Identify each line in the rows below that contains the word "white" and copy those lines.

start

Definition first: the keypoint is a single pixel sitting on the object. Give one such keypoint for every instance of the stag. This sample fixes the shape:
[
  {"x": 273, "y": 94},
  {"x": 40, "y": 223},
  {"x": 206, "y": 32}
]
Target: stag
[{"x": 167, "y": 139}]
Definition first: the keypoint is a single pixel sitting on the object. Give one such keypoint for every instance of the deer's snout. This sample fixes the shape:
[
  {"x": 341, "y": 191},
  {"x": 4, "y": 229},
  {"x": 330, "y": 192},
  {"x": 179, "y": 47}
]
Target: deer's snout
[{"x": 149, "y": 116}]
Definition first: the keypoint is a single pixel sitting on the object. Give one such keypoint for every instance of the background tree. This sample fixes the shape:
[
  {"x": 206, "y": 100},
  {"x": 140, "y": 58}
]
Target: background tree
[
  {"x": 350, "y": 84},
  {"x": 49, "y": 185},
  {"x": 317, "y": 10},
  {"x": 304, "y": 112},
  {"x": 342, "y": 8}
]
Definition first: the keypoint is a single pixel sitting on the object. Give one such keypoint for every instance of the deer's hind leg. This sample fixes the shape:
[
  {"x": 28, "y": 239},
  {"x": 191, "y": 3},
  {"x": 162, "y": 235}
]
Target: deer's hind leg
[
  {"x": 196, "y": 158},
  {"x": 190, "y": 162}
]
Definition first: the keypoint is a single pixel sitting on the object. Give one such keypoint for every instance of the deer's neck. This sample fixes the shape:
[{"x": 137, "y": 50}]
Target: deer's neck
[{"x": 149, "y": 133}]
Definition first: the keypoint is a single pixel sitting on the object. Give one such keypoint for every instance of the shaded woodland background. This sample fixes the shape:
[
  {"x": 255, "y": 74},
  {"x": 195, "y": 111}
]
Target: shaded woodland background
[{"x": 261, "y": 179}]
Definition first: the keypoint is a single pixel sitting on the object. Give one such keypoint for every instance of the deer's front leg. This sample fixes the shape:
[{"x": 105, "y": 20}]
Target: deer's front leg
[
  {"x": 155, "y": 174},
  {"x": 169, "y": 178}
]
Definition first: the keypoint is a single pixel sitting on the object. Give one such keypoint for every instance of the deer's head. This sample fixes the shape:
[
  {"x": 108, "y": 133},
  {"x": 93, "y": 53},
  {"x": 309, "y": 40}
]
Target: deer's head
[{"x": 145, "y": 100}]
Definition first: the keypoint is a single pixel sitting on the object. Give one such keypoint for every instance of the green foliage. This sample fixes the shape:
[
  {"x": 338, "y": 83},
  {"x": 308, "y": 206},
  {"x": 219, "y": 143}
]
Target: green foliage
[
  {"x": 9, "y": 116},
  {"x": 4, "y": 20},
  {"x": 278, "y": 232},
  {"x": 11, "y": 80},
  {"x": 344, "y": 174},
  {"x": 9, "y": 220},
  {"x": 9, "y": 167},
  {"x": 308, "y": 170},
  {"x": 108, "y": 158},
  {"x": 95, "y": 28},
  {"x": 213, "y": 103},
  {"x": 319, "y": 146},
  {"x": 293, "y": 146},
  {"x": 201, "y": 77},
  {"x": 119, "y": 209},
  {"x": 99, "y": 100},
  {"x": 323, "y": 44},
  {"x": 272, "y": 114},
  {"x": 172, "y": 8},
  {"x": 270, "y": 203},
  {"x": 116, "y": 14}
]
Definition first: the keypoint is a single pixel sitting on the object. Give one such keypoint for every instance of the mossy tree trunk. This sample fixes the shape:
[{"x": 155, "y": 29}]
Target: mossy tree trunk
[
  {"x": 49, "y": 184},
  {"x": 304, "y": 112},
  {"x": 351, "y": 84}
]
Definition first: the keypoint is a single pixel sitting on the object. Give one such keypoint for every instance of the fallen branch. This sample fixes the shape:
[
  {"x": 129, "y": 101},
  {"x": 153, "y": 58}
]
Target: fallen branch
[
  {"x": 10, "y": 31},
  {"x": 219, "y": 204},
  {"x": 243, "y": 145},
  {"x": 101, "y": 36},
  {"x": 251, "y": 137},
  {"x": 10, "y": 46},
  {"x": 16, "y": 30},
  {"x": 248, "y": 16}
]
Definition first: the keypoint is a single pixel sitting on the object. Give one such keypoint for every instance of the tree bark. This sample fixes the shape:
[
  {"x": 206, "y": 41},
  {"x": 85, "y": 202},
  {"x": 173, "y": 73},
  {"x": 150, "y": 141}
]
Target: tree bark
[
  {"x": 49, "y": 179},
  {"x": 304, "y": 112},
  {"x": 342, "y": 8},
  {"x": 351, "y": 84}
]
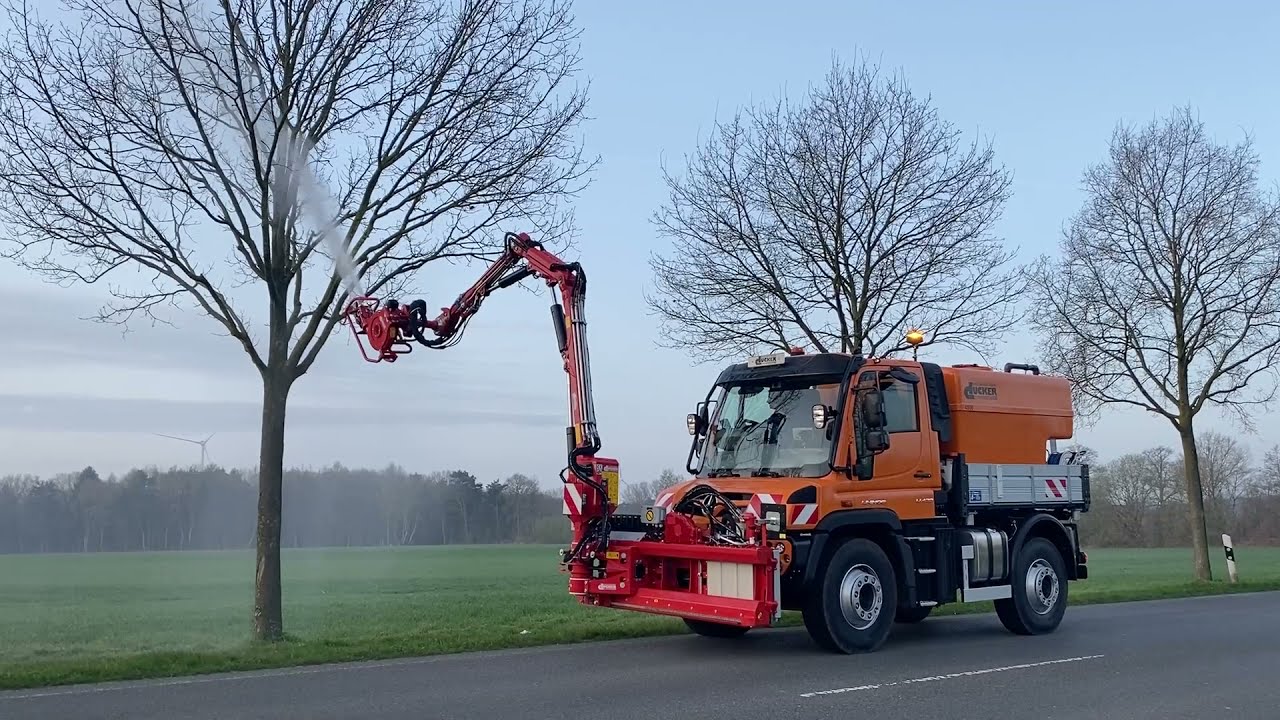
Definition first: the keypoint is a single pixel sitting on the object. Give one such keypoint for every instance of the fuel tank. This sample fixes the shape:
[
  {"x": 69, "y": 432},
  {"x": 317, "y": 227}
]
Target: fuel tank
[{"x": 1004, "y": 417}]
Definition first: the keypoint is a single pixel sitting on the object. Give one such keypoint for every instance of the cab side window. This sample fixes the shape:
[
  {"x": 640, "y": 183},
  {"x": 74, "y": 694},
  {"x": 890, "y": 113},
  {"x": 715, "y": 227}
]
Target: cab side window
[
  {"x": 900, "y": 404},
  {"x": 900, "y": 408}
]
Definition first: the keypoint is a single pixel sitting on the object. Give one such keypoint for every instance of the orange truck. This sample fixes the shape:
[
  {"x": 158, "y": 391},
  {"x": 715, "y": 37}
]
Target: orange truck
[
  {"x": 896, "y": 486},
  {"x": 858, "y": 491}
]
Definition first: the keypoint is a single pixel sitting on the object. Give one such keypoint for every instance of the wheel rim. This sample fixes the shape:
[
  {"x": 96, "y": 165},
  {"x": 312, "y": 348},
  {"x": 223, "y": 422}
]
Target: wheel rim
[
  {"x": 860, "y": 597},
  {"x": 1042, "y": 587}
]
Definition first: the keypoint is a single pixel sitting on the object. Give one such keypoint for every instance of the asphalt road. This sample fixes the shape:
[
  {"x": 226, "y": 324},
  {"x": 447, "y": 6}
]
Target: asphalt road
[{"x": 1212, "y": 657}]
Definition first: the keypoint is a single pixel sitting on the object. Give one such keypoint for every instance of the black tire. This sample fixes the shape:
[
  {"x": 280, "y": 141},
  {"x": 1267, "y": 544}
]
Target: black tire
[
  {"x": 859, "y": 573},
  {"x": 1038, "y": 583},
  {"x": 908, "y": 615},
  {"x": 714, "y": 629}
]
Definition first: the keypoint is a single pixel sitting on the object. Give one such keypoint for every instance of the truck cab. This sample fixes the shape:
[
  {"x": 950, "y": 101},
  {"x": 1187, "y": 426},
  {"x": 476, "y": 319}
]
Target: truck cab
[{"x": 940, "y": 483}]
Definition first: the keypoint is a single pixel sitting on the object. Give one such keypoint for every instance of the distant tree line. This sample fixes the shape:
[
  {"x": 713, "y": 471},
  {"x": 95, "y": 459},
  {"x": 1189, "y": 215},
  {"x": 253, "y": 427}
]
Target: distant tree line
[
  {"x": 1139, "y": 500},
  {"x": 214, "y": 509}
]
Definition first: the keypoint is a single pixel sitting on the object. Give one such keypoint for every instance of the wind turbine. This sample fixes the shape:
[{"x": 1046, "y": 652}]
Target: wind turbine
[{"x": 202, "y": 443}]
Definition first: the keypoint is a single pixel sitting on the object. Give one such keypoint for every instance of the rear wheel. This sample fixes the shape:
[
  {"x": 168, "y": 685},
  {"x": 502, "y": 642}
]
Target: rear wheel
[
  {"x": 851, "y": 606},
  {"x": 1038, "y": 580},
  {"x": 714, "y": 629}
]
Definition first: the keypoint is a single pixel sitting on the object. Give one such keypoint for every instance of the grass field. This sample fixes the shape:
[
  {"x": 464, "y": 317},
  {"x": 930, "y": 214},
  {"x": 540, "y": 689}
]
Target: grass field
[{"x": 76, "y": 618}]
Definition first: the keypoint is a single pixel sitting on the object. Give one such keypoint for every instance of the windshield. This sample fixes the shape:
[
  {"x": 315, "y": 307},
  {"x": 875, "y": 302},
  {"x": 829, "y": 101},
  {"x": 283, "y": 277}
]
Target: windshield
[{"x": 767, "y": 429}]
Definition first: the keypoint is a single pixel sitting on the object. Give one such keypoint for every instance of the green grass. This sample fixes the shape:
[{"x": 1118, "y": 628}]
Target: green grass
[{"x": 82, "y": 618}]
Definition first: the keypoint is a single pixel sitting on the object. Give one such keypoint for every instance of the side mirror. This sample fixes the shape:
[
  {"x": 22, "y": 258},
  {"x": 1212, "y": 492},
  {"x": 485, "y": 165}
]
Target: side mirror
[
  {"x": 873, "y": 409},
  {"x": 698, "y": 422}
]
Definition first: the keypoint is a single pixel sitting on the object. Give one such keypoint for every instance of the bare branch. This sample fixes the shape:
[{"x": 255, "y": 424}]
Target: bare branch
[
  {"x": 837, "y": 223},
  {"x": 1168, "y": 292}
]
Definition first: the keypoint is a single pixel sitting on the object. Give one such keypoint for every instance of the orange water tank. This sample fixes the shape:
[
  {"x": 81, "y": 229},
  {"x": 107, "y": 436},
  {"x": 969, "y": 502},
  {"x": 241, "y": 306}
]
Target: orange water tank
[{"x": 1002, "y": 417}]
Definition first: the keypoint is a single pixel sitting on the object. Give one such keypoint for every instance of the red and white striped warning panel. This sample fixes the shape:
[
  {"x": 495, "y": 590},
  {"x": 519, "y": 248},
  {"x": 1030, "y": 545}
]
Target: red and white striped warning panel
[
  {"x": 572, "y": 501},
  {"x": 801, "y": 514},
  {"x": 1056, "y": 488},
  {"x": 666, "y": 500}
]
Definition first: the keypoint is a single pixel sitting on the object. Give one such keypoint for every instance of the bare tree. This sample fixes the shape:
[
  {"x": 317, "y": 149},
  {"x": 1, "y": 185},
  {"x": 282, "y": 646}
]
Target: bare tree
[
  {"x": 836, "y": 223},
  {"x": 190, "y": 144},
  {"x": 1226, "y": 470},
  {"x": 1168, "y": 292}
]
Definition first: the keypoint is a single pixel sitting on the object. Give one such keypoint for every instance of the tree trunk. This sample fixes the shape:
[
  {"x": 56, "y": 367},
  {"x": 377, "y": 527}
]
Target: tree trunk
[
  {"x": 268, "y": 615},
  {"x": 1196, "y": 504}
]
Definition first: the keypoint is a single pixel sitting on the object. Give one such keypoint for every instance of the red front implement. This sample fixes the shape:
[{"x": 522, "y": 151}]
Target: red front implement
[{"x": 703, "y": 560}]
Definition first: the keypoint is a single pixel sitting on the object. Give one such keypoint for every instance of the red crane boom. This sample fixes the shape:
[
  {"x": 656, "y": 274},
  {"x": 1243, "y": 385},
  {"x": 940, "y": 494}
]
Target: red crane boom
[
  {"x": 666, "y": 569},
  {"x": 388, "y": 327}
]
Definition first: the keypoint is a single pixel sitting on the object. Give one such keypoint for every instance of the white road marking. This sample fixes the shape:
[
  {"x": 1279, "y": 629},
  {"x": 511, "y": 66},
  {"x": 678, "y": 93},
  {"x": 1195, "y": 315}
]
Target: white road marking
[{"x": 951, "y": 675}]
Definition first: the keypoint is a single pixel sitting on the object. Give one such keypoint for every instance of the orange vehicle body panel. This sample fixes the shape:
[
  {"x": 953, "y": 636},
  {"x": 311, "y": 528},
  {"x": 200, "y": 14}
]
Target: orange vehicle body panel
[{"x": 1005, "y": 418}]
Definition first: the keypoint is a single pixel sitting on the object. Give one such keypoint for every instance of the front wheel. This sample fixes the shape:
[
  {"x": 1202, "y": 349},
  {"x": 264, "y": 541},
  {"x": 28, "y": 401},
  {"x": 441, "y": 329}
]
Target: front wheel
[
  {"x": 1038, "y": 591},
  {"x": 851, "y": 606},
  {"x": 714, "y": 629}
]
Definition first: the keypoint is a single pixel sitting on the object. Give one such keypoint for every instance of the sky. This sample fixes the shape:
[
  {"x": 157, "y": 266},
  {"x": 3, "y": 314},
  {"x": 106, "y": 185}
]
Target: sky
[{"x": 1046, "y": 82}]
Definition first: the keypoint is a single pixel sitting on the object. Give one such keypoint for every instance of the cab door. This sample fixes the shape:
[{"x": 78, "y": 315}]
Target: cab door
[{"x": 905, "y": 474}]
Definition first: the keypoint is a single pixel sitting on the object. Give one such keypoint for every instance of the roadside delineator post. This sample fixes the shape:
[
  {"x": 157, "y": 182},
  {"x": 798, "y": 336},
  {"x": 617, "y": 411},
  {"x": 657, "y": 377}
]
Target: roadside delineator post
[{"x": 1230, "y": 559}]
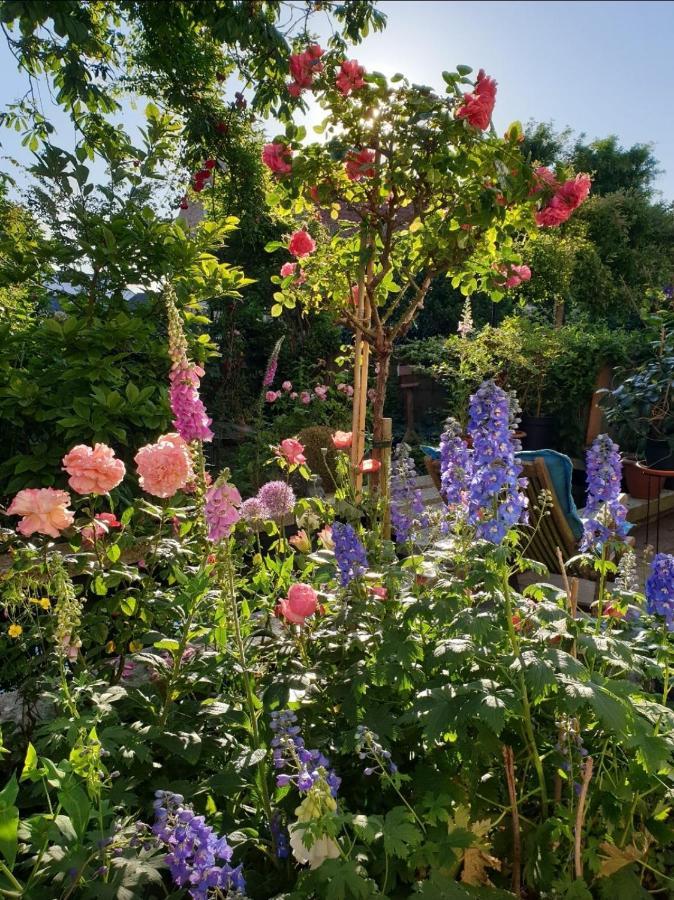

end

Written solution:
Definition first: the keypoint is a single pixel sitting on the object. Give one such keypoint for every instance of the red and white striped warning panel. This sample fixes the shape:
Target: red and white striped warning panel
Definition first: the keypoint is a single pixel sitting on the object. Give one such keypoint for every instance of the white road marking. This sample fixes the shape:
Target: white road marking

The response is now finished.